» Job
Which lines in the material below contain the word "wooden"? Gather every one of them, copying each line in full.

» Supplied data
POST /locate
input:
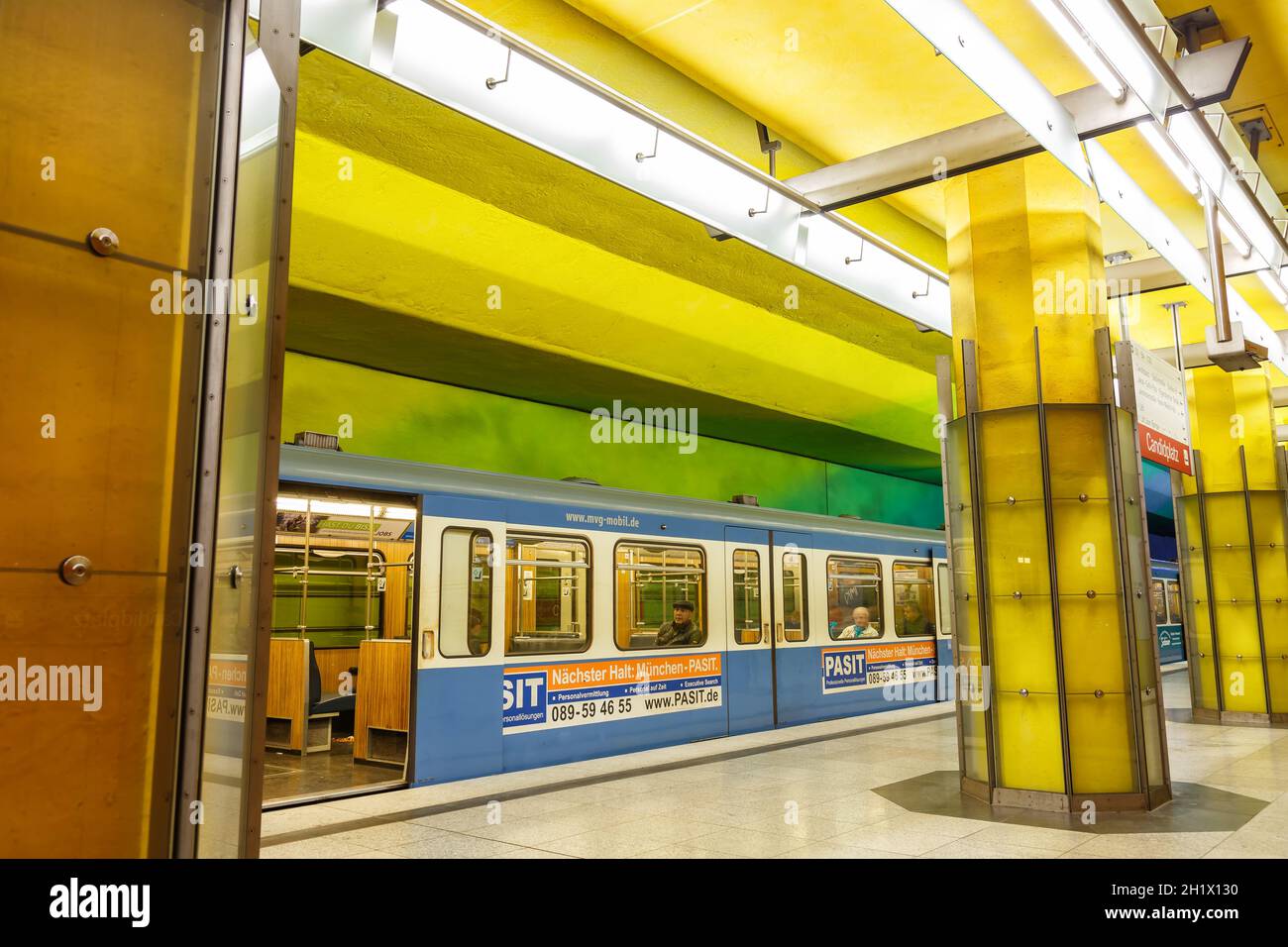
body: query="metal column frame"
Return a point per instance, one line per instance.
(206, 489)
(279, 39)
(944, 388)
(970, 392)
(1127, 395)
(1052, 579)
(279, 42)
(1128, 609)
(1207, 577)
(1256, 581)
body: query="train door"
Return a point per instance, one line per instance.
(748, 655)
(464, 630)
(794, 660)
(339, 674)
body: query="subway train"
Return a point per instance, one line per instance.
(483, 622)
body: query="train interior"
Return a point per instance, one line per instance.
(339, 684)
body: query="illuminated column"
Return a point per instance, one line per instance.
(1232, 539)
(1043, 493)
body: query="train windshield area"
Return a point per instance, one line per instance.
(339, 677)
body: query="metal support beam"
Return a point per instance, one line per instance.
(1151, 273)
(1209, 76)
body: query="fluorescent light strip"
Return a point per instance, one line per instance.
(1099, 22)
(1215, 171)
(335, 508)
(1234, 235)
(1072, 34)
(1275, 286)
(1151, 82)
(449, 54)
(973, 48)
(1166, 150)
(1121, 192)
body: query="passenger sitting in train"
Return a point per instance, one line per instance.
(682, 629)
(476, 635)
(914, 621)
(861, 626)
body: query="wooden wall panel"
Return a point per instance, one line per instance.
(384, 685)
(106, 123)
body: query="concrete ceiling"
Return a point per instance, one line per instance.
(604, 294)
(850, 77)
(618, 296)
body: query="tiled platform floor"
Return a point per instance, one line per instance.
(799, 792)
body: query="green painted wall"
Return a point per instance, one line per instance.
(412, 419)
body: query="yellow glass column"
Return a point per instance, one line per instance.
(1050, 561)
(1232, 521)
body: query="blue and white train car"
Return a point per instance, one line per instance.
(540, 605)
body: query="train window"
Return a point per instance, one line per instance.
(652, 583)
(546, 595)
(913, 600)
(795, 598)
(327, 599)
(853, 598)
(746, 596)
(465, 605)
(1173, 602)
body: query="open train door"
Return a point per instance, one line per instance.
(748, 657)
(795, 663)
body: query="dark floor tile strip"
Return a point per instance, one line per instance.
(406, 814)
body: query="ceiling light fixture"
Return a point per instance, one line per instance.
(952, 29)
(1234, 235)
(1275, 285)
(1073, 35)
(1166, 150)
(447, 53)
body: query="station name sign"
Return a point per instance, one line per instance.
(1162, 414)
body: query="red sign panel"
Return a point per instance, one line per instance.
(1166, 450)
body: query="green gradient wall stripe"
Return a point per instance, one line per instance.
(411, 419)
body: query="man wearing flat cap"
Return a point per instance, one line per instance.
(682, 630)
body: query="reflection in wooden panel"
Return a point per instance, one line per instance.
(287, 692)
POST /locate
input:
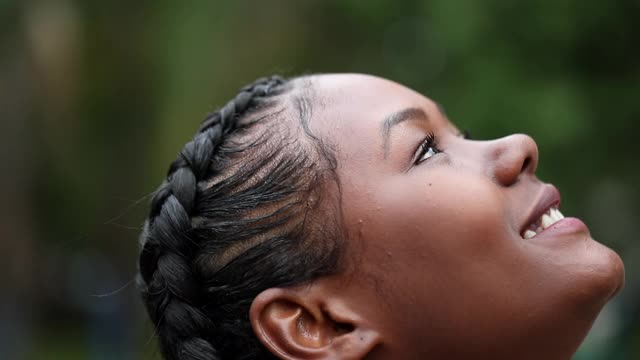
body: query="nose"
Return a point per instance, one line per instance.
(512, 157)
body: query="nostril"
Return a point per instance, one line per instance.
(525, 164)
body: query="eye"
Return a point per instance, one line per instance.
(427, 149)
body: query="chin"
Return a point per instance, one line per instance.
(599, 277)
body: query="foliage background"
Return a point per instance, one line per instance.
(96, 98)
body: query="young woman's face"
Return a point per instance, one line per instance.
(436, 229)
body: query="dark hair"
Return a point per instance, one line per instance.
(239, 212)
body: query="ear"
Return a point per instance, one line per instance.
(308, 323)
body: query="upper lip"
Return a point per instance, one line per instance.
(549, 197)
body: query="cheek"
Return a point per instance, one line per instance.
(446, 214)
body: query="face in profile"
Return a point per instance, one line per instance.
(455, 249)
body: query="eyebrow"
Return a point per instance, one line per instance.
(396, 118)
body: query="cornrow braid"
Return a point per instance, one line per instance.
(206, 249)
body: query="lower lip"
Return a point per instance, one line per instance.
(563, 227)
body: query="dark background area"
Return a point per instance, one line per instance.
(97, 97)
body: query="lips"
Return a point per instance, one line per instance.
(544, 214)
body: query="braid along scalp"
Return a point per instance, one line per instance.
(236, 215)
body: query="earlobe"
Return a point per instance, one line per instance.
(299, 324)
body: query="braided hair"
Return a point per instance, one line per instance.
(238, 213)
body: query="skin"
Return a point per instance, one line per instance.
(437, 265)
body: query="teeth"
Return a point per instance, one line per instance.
(549, 218)
(556, 214)
(546, 221)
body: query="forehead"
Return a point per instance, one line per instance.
(349, 110)
(351, 97)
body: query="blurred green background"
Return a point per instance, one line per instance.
(97, 97)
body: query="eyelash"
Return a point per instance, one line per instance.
(429, 142)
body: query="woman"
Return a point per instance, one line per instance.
(345, 217)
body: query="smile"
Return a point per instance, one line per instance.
(550, 217)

» Full response
body: query="wooden wall panel"
body: query="reflection in wooden panel"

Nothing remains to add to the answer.